Instructions to follow: Take the material below and reproduce, word for word, only the lines from the line with "Where can you spot the standing" through the line with "Where can you spot the person".

Excerpted records:
┌──
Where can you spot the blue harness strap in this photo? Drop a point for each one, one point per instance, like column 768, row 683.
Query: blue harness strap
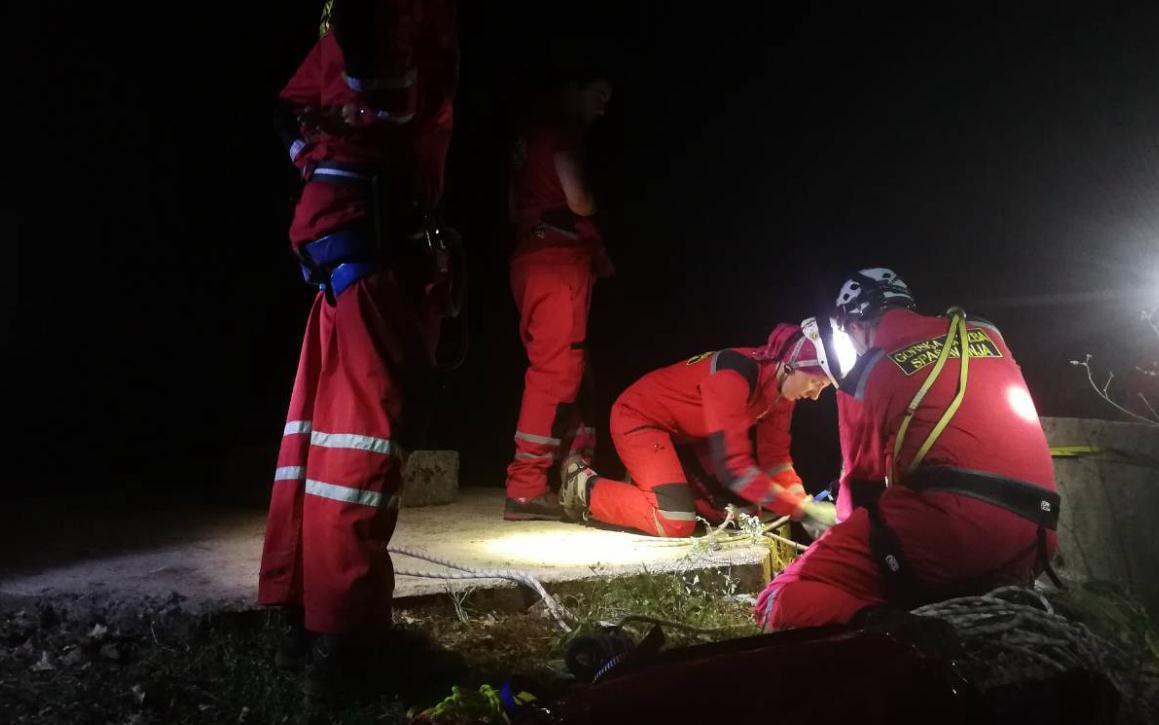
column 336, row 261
└──
┌──
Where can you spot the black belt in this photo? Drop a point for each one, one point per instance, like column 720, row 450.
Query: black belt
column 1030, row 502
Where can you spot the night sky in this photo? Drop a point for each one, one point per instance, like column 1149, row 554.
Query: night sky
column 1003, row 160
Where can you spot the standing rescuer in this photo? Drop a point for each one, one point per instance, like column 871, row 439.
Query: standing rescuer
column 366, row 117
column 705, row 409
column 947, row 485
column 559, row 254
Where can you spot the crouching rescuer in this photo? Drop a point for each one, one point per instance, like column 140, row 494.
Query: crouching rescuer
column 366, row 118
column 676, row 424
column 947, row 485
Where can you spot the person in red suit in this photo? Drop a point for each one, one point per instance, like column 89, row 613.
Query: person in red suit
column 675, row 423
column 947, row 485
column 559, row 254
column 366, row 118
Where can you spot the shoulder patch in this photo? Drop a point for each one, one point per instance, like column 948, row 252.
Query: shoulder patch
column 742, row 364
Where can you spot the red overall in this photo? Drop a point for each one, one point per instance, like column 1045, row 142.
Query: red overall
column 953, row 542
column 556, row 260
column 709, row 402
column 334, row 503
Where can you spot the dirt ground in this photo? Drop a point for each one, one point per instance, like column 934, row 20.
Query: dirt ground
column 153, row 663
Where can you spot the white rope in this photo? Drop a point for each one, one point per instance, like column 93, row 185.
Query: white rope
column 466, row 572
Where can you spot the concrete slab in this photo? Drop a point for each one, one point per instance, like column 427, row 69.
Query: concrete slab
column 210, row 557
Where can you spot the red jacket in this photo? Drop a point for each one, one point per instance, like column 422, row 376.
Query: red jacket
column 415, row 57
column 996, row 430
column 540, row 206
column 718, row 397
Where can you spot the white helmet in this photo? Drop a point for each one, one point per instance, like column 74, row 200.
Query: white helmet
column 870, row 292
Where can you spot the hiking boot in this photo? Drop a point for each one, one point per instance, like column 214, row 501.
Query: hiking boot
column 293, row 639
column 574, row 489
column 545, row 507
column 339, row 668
└──
Answer for the task:
Where can you spot the standing rescuer in this photo? Drop a point for each one, one point per instance, like column 871, row 439.
Query: standing rescuer
column 366, row 117
column 705, row 409
column 947, row 485
column 559, row 254
Where can you spot the crouching rescuer in this photo? Drop a point for each one, one point per instance, like column 140, row 494.
Query: crouching rescuer
column 366, row 118
column 676, row 424
column 947, row 485
Where can you spot the person in red suit in this photo? Drop a point for each one, one point per instance, like column 89, row 613.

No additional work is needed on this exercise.